HOW TO COMPLETE THIS TASK:
Would you restate, exactly as they appear, the lines from the one containing "Could you please spot the black" through the end of the data below?

SOURCE DATA:
⟨
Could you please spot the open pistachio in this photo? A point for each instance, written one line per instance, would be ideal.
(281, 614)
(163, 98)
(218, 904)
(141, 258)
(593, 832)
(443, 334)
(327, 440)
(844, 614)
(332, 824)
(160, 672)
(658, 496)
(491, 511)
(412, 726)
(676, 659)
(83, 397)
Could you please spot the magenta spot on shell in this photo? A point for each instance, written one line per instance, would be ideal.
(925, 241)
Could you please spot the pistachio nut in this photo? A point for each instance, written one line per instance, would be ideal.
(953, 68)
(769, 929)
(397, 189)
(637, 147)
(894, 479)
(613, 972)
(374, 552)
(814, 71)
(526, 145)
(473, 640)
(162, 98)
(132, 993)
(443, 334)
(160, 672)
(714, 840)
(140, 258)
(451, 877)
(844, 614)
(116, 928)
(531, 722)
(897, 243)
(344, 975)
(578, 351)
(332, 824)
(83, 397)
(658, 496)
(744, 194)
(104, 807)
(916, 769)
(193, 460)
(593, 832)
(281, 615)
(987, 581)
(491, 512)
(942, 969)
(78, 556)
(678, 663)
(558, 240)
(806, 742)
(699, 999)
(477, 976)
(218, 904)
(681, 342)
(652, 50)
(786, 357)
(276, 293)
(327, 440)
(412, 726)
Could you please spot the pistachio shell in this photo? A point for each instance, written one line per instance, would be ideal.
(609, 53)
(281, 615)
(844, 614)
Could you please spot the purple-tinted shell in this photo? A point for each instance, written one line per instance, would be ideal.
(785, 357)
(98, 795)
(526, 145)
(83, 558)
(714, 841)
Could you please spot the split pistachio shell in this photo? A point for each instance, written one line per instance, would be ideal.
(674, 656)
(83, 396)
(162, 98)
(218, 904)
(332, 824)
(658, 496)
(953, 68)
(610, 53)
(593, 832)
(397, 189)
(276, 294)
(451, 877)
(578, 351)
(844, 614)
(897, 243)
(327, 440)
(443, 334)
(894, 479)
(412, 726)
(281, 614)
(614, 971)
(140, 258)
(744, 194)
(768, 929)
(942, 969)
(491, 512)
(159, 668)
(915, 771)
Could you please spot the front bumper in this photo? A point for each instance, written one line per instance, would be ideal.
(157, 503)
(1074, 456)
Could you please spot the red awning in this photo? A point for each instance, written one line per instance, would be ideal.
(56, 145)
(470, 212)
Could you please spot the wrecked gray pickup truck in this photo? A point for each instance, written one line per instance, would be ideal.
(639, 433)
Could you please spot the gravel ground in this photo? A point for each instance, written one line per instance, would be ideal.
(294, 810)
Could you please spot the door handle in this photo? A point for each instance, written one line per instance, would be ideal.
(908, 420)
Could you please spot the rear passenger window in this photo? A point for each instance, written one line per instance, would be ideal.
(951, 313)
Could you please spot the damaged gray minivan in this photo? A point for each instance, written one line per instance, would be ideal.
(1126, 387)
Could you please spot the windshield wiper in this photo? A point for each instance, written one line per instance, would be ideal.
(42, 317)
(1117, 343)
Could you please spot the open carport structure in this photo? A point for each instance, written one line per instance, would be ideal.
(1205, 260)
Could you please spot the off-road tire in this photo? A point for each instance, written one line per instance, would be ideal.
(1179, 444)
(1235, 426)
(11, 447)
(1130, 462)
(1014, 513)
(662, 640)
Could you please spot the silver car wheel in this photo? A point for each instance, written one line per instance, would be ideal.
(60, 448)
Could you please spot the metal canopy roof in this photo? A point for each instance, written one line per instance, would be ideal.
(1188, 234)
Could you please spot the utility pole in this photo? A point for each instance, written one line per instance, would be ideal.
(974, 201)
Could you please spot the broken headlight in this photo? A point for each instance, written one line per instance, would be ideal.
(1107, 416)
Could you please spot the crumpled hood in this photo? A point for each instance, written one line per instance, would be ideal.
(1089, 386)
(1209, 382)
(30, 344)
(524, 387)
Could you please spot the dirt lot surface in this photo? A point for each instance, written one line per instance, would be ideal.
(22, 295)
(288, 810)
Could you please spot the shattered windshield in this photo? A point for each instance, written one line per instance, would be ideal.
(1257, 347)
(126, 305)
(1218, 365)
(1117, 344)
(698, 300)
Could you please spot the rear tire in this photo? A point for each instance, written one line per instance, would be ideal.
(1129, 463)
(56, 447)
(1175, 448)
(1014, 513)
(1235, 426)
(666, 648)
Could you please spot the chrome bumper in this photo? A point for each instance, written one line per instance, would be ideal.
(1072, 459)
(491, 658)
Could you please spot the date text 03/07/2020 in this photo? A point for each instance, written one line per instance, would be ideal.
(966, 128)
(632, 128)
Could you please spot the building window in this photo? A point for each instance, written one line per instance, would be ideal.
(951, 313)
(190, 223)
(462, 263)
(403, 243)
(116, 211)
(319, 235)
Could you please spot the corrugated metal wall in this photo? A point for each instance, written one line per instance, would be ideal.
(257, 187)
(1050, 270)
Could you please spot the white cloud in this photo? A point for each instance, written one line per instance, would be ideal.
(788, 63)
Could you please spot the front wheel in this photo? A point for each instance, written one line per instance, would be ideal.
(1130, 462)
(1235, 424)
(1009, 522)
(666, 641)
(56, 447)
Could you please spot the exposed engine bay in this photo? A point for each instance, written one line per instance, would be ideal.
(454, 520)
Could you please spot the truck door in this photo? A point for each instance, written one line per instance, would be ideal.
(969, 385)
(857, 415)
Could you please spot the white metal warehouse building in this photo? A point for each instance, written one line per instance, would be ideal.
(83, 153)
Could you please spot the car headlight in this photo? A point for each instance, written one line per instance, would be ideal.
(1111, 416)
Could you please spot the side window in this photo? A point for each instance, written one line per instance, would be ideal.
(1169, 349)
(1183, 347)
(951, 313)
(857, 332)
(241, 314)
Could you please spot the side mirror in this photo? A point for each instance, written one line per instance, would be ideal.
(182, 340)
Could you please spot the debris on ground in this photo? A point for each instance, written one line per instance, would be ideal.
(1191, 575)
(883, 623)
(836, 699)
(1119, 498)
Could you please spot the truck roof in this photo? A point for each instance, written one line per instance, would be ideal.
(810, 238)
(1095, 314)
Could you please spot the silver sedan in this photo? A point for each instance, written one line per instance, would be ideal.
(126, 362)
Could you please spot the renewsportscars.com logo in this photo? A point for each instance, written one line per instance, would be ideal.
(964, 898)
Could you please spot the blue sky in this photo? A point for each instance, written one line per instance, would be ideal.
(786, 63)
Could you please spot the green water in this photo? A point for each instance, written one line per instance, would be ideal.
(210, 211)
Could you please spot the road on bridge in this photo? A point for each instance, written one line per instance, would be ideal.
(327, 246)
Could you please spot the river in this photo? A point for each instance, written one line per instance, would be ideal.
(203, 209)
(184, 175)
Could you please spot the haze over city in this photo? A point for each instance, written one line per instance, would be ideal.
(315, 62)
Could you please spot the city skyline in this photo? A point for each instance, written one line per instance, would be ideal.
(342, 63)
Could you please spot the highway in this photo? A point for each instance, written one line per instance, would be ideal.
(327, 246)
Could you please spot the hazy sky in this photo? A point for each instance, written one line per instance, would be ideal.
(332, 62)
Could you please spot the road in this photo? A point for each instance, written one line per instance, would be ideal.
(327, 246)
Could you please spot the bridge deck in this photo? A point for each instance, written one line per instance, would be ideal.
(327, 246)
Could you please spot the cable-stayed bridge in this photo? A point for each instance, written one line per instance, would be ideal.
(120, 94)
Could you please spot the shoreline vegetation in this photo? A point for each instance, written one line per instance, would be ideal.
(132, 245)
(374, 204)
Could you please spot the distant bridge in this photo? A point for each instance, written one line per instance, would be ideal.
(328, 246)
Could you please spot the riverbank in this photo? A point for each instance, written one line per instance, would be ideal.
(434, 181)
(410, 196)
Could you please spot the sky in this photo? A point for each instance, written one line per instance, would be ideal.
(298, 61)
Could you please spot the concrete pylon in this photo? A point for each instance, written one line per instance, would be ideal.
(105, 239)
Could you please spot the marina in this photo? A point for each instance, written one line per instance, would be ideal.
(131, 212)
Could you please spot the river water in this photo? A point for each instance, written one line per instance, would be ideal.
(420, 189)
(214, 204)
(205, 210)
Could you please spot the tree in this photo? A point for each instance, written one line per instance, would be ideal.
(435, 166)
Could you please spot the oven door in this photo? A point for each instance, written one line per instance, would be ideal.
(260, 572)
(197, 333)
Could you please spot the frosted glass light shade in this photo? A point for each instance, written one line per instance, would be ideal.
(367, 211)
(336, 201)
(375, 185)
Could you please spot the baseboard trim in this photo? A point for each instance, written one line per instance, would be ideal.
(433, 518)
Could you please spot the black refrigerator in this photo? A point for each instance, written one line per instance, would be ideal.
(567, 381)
⟩
EXPECTED ANSWER:
Could you please spot the black refrigerator in this photo? A point for each instance, written one line per instance, would be ideal.
(567, 381)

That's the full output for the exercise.